Data listing:
--------------------

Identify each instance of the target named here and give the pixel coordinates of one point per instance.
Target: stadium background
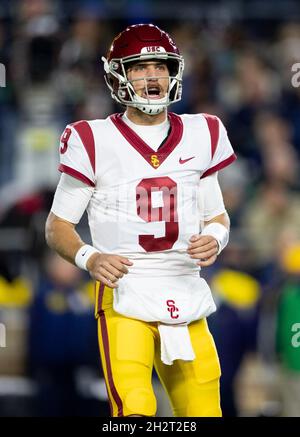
(239, 57)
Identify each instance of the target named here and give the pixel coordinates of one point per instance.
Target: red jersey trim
(219, 166)
(214, 130)
(155, 159)
(86, 135)
(76, 174)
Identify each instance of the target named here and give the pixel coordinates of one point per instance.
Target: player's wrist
(219, 232)
(84, 256)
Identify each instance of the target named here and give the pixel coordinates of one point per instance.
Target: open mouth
(154, 92)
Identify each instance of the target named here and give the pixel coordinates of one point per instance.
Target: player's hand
(205, 248)
(108, 269)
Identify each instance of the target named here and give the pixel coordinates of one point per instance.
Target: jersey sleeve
(222, 153)
(77, 152)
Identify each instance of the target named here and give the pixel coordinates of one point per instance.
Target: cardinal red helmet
(142, 42)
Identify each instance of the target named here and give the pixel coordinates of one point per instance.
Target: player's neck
(139, 117)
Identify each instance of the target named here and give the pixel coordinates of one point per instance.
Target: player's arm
(215, 234)
(70, 201)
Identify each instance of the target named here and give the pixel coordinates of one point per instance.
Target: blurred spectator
(234, 325)
(273, 207)
(287, 331)
(62, 340)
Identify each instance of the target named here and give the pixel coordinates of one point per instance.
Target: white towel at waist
(175, 343)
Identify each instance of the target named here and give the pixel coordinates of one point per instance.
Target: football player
(148, 180)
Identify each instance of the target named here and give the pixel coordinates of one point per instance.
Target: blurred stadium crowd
(240, 70)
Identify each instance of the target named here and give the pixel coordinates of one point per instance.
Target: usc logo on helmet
(155, 161)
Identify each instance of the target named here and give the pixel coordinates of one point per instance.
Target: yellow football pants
(129, 348)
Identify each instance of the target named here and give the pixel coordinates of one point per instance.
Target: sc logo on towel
(172, 309)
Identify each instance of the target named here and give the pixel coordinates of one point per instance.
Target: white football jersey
(146, 204)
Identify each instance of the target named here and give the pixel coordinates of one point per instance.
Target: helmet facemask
(122, 89)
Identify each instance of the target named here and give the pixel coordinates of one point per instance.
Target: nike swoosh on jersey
(183, 161)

--------------------

What is required: Print all of the entries word for word. Skip any images they contain.

Exercise response:
Identify each instance of the target named here and give the pixel coordinates of one point per instance.
Target: stadium background
(239, 57)
Identify each instance of the target named here and give the pixel coordinates of one point per instance.
Target: red jersey trim
(219, 166)
(214, 130)
(155, 159)
(86, 135)
(76, 174)
Identify each instance of the target named here and give the pixel coordinates of one point per instance.
Target: player's wrist
(219, 232)
(84, 256)
Identify each instance of the target named here and give the pixel coordinates of one point per instance.
Target: open mouth
(154, 92)
Identify each instance of the target named here and give the pixel coordinates of one point per instance.
Target: player's hand
(205, 248)
(108, 269)
Identify each instance of the target named here and give the pixel coordinates of one point per instance.
Target: jersey sleeve
(222, 153)
(77, 152)
Identify each instance of the target named here and give the pixel coordinates of one point per instance.
Target: cardinal red helmet
(142, 42)
Identify each instance of the target named here and give the pixel coordinates of one point per instance.
Target: player's neck
(139, 117)
Identify each instance of the target named here and give the pixel coordinates of one point per instance.
Target: player's arm
(215, 234)
(70, 201)
Identify each instance of the target named here and give the pixel coordinates of one point per instance.
Target: blurred spectator
(234, 325)
(273, 207)
(287, 331)
(62, 340)
Identify each instance of the target named here and give the pixel coordinates of one point per instance.
Target: white towel at waist
(175, 343)
Identify each instance of the target named here and give the pixel coordinates of one point per instance.
Target: football player
(148, 180)
Identify each instance of the target named here and give the pixel coordinates of one point per instance.
Target: blurred stadium crowd
(240, 70)
Identify each instance of the target named here and give the pixel coordinates of one point per instance.
Target: usc logo on helmet
(155, 161)
Identify each instance of the target named here and give the pixel coordinates of one point per instance.
Target: yellow football pants
(129, 348)
Identify each instance of the target named here and give the pixel coordinates of one point per instance.
Target: sc logo on towel
(172, 309)
Identify each instance of the target named here and give the pixel coordinates of one point per instance.
Target: white football jersey
(146, 204)
Identify each instance of the target named here and give the pixel coordinates of one point per instance.
Target: helmet facemask
(122, 89)
Identify each instance of the target named here and give the pixel coordinates of one point per instance.
Target: nike swoosh on jersey
(183, 161)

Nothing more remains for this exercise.